--- Start Passage provided ---

Case ID: vt_107/html/0272-01.html
Source: Caselaw Access Project
Author: {"author": "\n      Moulton, J.", "license": "Public Domain", "url": "https://static.case.law/"}
Date Created: 2024-08-24T03:29:51.129683

Harry Vinton v. Atlas Assurance Company, Ltd.
    February Term, 1935.
    Present: Powers, C. J., Moulton, Thompson, and Si-ierburne, JJ„ and Buttles, Supr. J.
    Opinion filed May 7, 1935.
    
      
      Hubert 8. Pierce for the defendant.
    
      Raymond L. Miles for the plaintiff.
   Moulton, J.

This is an action of contract upon a policy of fire insurance. The declaration is in the common counts and the answer is the general issue and three special pleas. The first special plea alleges the failure of the plaintiff to give the required notice of loss, but this defense was not raised upon trial. The second alleges that the plaintiff permitted the building covered by the policy to be used as a dance hall and thereby increased the hazard of fire, thus rendering the policy void under its terms. The third sets up that the building was, with the knowledge and consent of the plaintiff, wholly unoccupied for a period of longer than 10 days before the fire, which also by the terms of the contract rendered the policy void. The plaintiff’s replication alleged a waiver of those provisions and an estoppel to insist upon them in defense.

Trial was by jury, with verdict and judgment for the plaintiff, and the cause is here on defendant’s exceptions.

The policy covered a house “while used for dwelling purposes only,” and provided that “unless otherwise provided by agreement in writing added hereto this company shall not be liable for any loss or damage occurring * * * while a described building, whether intended for occupancy by owner or tenant, is vacant or unoccupied beyond a period of ten days,” and in a rider attached to it: “vacancy (which includes unoccupancy) of the premises herein described shall not vitiate this policy provided the conditions of protection warranties 1, 2, 3, or 4 are applicable, otherwise such vacancy is limited to a period not exceeding thirty (30) days in addition to the period permitted by the policy conditions in any one policy year.” And also this: “Protection warranty No. 1 as printed below is hereby made a condition of this contract * * * Warranty No. 1. In consideration of the rate of premium at which this policy is written, it is warranted by the insured and made a condition of this contract that at the time when this policy is issued the property is located not over five hundred (500) feet from a public hydrant and within two (2) miles (measured on public highways) of a regularly organized and equipped volunteer or paid available fire department station.”

--- End Passage provided ---
--- Start Record excerpts ---

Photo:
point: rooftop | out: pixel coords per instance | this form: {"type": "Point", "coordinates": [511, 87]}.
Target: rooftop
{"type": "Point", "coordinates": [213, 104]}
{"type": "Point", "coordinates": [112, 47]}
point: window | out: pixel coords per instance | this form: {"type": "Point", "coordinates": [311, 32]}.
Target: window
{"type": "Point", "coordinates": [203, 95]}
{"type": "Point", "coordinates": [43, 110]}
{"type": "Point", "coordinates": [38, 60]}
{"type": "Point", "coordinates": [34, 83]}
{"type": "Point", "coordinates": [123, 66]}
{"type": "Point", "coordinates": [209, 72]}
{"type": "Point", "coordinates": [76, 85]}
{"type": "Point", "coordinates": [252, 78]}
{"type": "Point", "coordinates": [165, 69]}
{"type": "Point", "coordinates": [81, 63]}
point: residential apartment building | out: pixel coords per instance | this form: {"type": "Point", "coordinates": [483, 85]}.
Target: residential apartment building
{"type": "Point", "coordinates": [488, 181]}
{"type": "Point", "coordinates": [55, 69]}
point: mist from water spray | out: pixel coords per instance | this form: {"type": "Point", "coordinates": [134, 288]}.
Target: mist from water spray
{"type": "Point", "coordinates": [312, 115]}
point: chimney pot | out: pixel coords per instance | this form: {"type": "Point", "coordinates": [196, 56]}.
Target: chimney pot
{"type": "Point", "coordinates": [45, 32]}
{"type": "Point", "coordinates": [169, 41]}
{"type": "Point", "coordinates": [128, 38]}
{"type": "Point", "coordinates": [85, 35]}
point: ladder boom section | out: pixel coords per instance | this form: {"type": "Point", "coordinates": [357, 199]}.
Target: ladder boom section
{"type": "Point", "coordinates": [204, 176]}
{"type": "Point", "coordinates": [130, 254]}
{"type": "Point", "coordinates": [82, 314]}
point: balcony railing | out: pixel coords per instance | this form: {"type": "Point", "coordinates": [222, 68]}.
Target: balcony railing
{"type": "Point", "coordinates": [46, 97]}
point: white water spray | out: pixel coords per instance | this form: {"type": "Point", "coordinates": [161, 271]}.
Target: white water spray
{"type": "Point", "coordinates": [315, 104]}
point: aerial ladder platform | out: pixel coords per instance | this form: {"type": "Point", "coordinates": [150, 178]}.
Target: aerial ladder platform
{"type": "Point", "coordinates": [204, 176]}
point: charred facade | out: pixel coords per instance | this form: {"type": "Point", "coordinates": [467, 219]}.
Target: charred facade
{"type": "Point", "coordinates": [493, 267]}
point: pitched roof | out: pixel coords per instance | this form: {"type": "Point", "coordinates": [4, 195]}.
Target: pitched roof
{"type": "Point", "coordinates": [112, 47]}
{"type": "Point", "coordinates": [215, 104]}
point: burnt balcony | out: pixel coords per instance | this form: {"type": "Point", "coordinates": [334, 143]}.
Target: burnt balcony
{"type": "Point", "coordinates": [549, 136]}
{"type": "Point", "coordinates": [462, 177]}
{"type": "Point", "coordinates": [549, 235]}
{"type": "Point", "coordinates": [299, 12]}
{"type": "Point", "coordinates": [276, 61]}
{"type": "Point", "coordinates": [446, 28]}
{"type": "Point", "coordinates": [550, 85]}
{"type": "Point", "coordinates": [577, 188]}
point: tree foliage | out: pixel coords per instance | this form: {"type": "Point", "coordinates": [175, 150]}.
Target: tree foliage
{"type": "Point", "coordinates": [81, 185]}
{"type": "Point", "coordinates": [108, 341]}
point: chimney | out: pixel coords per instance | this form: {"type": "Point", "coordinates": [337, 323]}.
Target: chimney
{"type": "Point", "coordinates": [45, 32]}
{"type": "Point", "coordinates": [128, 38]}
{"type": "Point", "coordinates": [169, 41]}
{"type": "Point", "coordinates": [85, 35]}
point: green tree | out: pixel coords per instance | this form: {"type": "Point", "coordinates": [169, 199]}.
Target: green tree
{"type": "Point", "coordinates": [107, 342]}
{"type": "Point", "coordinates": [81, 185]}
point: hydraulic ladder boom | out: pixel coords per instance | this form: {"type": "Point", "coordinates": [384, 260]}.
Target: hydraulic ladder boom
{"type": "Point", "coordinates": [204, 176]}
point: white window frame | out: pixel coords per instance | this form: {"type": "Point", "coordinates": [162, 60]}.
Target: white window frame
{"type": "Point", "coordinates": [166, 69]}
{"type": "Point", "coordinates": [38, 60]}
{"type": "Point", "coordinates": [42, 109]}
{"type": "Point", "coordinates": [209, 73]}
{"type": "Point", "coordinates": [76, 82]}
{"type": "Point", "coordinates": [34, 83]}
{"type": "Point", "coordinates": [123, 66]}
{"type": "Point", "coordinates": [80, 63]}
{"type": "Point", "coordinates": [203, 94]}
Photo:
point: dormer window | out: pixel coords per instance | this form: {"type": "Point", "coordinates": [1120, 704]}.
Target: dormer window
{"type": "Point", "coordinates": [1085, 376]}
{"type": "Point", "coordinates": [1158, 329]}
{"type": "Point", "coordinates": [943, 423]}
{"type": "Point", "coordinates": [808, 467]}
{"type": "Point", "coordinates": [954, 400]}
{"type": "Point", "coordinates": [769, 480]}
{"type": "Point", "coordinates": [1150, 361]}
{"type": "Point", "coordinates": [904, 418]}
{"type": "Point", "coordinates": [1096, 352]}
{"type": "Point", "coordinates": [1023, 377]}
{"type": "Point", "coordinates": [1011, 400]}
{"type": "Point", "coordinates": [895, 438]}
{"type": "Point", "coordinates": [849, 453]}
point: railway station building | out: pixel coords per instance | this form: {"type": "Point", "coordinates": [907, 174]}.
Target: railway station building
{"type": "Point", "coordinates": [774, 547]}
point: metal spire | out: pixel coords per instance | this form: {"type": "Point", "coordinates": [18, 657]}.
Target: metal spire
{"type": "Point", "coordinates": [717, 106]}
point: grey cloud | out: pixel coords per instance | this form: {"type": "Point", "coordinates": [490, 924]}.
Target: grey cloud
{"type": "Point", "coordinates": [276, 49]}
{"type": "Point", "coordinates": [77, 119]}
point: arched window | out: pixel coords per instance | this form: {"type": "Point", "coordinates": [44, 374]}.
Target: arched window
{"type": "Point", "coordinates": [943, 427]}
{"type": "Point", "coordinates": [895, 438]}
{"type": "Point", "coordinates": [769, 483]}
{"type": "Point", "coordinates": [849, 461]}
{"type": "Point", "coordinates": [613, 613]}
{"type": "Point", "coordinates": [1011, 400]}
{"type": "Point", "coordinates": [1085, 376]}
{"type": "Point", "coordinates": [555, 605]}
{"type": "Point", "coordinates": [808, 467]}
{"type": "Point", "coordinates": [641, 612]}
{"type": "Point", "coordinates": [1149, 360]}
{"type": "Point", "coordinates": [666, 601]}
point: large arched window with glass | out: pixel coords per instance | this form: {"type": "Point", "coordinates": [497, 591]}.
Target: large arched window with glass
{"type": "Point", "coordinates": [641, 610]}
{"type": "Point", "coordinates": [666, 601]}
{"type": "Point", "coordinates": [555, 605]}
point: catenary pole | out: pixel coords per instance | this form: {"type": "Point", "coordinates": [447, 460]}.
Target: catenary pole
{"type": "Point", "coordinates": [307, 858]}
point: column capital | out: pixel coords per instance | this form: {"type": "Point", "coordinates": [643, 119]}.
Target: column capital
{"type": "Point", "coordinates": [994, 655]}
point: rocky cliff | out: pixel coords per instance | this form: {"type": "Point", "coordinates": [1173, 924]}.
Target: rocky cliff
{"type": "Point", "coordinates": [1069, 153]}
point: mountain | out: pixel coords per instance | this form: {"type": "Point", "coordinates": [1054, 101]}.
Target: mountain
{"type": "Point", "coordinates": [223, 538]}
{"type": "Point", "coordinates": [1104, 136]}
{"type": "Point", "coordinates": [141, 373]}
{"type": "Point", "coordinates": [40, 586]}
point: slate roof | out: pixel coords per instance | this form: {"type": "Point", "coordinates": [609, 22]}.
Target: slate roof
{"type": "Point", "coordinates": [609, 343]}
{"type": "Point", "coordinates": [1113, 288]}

--- End Record excerpts ---

● **Requirements**:
**1)** Reproduce the court opinion from "Harry Vinton v." up to and including "for the plaintiff.".
**2)** Answer these questions using the court opinion:
(a) Which attorney appeared for the plaintiff?
(b) According to the second special plea, what use of the building did the plaintiff permit?
(c) Under Warranty No. 1, what is the greatest distance the property may be from a public hydrant?

● **Full answers**:
**1)**
Harry Vinton v. Atlas Assurance Company, Ltd.
    February Term, 1935.
    Present: Powers, C. J., Moulton, Thompson, and Si-ierburne, JJ„ and Buttles, Supr. J.
    Opinion filed May 7, 1935.
    
      
      Hubert 8. Pierce for the defendant.
    
      Raymond L. Miles for the plaintiff.

**2)**
(a) Raymond L. Miles
(b) Use as a dance hall
(c) Five hundred (500) feet